REQUIRED WORK: Will you give every entry again exactly as it stands?

(Dataset excerpt)
◇ ◇ ◇

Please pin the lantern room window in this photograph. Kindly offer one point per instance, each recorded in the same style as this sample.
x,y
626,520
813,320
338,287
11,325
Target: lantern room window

◇ ◇ ◇

ANSWER TO THE TASK:
Please pin the lantern room window in this photograph. Kindly offer one point per instance, each recorded in the same style as this sample.
x,y
626,520
813,320
338,287
11,325
Target: lantern room window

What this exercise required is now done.